BEGIN Data for processing
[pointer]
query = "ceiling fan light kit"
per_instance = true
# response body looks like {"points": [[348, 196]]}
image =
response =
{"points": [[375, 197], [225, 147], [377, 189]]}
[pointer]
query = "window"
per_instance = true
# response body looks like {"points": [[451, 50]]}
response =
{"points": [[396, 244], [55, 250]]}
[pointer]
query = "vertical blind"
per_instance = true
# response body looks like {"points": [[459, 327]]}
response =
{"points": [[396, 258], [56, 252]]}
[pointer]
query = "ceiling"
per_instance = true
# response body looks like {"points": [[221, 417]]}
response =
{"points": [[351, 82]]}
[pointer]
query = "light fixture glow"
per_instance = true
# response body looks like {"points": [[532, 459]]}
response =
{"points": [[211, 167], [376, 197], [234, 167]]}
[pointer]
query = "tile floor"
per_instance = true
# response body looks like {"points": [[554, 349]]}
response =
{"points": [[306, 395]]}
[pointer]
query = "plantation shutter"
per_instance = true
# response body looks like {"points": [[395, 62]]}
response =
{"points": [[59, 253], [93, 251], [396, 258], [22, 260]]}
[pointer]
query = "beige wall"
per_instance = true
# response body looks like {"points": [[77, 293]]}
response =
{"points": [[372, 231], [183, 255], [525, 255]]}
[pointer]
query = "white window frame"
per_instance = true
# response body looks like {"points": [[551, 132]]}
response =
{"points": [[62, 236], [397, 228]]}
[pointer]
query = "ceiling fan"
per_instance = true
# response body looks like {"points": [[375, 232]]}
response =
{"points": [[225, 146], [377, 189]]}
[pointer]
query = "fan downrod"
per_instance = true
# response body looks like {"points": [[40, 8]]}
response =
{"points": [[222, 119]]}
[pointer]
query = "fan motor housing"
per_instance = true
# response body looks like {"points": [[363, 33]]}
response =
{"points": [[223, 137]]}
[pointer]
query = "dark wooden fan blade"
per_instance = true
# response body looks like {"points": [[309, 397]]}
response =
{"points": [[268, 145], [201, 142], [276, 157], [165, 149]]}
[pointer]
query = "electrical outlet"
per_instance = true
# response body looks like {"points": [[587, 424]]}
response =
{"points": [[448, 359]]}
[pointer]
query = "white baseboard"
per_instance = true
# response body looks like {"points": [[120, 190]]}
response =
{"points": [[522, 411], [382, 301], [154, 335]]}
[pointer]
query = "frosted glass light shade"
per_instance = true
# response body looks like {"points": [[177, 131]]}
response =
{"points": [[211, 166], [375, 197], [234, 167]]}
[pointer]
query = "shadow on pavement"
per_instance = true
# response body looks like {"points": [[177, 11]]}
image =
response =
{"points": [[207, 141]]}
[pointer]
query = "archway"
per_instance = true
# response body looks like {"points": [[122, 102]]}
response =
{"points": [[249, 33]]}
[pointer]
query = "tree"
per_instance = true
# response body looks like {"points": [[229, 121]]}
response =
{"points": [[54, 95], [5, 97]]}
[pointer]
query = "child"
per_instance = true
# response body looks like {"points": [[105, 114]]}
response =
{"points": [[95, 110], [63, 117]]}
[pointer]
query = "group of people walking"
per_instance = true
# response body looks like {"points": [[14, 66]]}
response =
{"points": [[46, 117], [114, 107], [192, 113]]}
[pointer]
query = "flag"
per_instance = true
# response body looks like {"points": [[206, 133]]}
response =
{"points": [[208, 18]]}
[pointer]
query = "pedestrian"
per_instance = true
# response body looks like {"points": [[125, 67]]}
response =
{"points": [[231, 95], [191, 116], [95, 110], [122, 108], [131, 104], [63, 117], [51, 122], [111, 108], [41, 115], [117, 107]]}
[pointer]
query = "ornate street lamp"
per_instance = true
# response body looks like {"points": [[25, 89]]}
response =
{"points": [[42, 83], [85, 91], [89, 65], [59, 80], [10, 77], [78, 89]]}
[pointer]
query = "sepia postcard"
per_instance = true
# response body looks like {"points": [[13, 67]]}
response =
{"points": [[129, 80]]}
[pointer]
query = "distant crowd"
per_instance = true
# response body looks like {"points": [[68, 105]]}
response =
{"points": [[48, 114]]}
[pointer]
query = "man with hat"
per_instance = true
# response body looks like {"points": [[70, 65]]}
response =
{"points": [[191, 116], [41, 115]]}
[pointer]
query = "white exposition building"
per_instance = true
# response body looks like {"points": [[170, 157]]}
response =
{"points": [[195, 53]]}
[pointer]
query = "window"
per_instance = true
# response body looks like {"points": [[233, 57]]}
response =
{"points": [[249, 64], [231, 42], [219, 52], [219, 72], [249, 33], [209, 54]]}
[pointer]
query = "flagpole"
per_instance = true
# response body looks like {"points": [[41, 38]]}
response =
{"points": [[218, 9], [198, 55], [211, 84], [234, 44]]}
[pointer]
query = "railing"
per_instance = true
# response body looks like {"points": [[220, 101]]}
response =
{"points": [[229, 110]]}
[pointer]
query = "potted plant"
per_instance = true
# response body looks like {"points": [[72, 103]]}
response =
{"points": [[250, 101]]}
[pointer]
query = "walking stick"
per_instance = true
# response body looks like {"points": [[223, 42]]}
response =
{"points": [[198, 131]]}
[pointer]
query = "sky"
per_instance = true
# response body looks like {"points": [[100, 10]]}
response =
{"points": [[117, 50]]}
END Data for processing
- _Work to be completed_
Retype the whole listing, matching it exactly.

- _Solution to the exercise_
[pointer]
query = "ceiling fan light kit"
per_instance = true
# response body looks like {"points": [[348, 196]]}
image =
response =
{"points": [[375, 197], [225, 147], [377, 189]]}
[pointer]
query = "window"
per_instance = true
# response body looks like {"points": [[451, 50]]}
response =
{"points": [[396, 244], [55, 250]]}
[pointer]
query = "vertical blind"
per_instance = true
# response body looks like {"points": [[459, 327]]}
response =
{"points": [[396, 258], [56, 252]]}
[pointer]
query = "ceiling"
per_instance = true
# response body looks like {"points": [[221, 417]]}
response =
{"points": [[351, 82]]}
[pointer]
query = "light fixture glow"
per_instance = true
# response body looks like {"points": [[532, 459]]}
response =
{"points": [[211, 167], [376, 197], [234, 167]]}
[pointer]
query = "tile floor"
per_instance = true
# response body looks like {"points": [[554, 349]]}
response =
{"points": [[306, 395]]}
[pointer]
query = "plantation shutter"
per_instance = true
# response body looks like {"points": [[395, 62]]}
response =
{"points": [[59, 253], [93, 251], [396, 258], [22, 260]]}
[pointer]
query = "beige wall"
per_instance = true
# response body looks like {"points": [[77, 293]]}
response =
{"points": [[372, 231], [183, 255], [525, 255]]}
[pointer]
query = "white window frame"
per_instance = true
# response body looks like {"points": [[551, 132]]}
response =
{"points": [[62, 236], [397, 228]]}
[pointer]
query = "ceiling fan"
per_instance = true
# response body looks like {"points": [[375, 232]]}
response =
{"points": [[225, 146], [377, 189]]}
[pointer]
query = "fan downrod"
per_instance = true
# response body looks like {"points": [[40, 8]]}
response =
{"points": [[222, 119]]}
[pointer]
query = "fan motor housing"
per_instance = true
# response body looks like {"points": [[363, 33]]}
response =
{"points": [[223, 137]]}
[pointer]
query = "dark wooden fan blade"
per_instance = true
# response body looks like {"points": [[309, 397]]}
response =
{"points": [[268, 145], [201, 142], [276, 157], [165, 149]]}
[pointer]
query = "electrical outlet"
per_instance = true
# response body looks like {"points": [[587, 424]]}
response =
{"points": [[448, 359]]}
[pointer]
query = "white baseboard"
per_instance = true
# response body looks like {"points": [[120, 190]]}
response =
{"points": [[522, 411], [382, 301], [154, 335]]}
[pointer]
query = "frosted glass light shade"
per_instance = true
# response body looks like {"points": [[177, 131]]}
response =
{"points": [[211, 166], [375, 197], [234, 167]]}
[pointer]
query = "shadow on pavement"
per_instance = true
# response body looks like {"points": [[177, 11]]}
image =
response =
{"points": [[207, 141]]}
[pointer]
query = "archway"
per_instance = true
# response body looks like {"points": [[122, 102]]}
response =
{"points": [[249, 33]]}
[pointer]
query = "tree"
per_instance = true
# response body looks like {"points": [[229, 121]]}
response =
{"points": [[54, 95], [5, 97]]}
[pointer]
query = "child"
per_instance = true
# response body looks like {"points": [[105, 114]]}
response =
{"points": [[95, 110], [63, 117]]}
[pointer]
query = "group of people walking"
per_instance = true
# response body looks like {"points": [[14, 66]]}
response =
{"points": [[46, 117], [114, 107], [192, 113]]}
[pointer]
query = "flag"
per_instance = true
# response body looks like {"points": [[206, 133]]}
response =
{"points": [[208, 18]]}
[pointer]
query = "pedestrian"
per_instance = true
# response body looks like {"points": [[125, 67]]}
response =
{"points": [[231, 95], [191, 116], [95, 110], [122, 108], [131, 104], [63, 117], [51, 122], [111, 108], [41, 115], [117, 107]]}
[pointer]
query = "ornate street lamp"
per_instance = true
# response body looks like {"points": [[25, 89]]}
response =
{"points": [[42, 83], [85, 91], [89, 65], [59, 80], [10, 77], [78, 89]]}
[pointer]
query = "sepia postcard"
per_instance = true
# response body looks like {"points": [[13, 67]]}
response =
{"points": [[129, 80]]}
[pointer]
query = "distant crowd"
per_instance = true
# response body looks like {"points": [[68, 105]]}
response =
{"points": [[48, 114]]}
[pointer]
query = "man with hat"
per_instance = true
# response body looks like {"points": [[70, 65]]}
response =
{"points": [[191, 116], [41, 115]]}
[pointer]
query = "white exposition building"
per_instance = true
# response body looks like {"points": [[170, 157]]}
response =
{"points": [[195, 53]]}
[pointer]
query = "window"
per_instance = true
# response body looks like {"points": [[233, 57]]}
response =
{"points": [[249, 64], [231, 42], [219, 52], [219, 72], [249, 33], [209, 54]]}
[pointer]
query = "flagpole"
per_instance = true
# response body looks like {"points": [[41, 38]]}
response =
{"points": [[218, 9], [198, 55], [211, 84], [234, 44]]}
[pointer]
query = "railing"
per_instance = true
# response body looks like {"points": [[220, 101]]}
response =
{"points": [[229, 110]]}
[pointer]
query = "potted plant"
per_instance = true
# response body looks like {"points": [[72, 103]]}
response =
{"points": [[250, 101]]}
[pointer]
query = "walking stick"
per_instance = true
# response body looks like {"points": [[223, 42]]}
response =
{"points": [[198, 131]]}
[pointer]
query = "sky"
per_instance = true
# response body looks like {"points": [[100, 10]]}
response =
{"points": [[117, 50]]}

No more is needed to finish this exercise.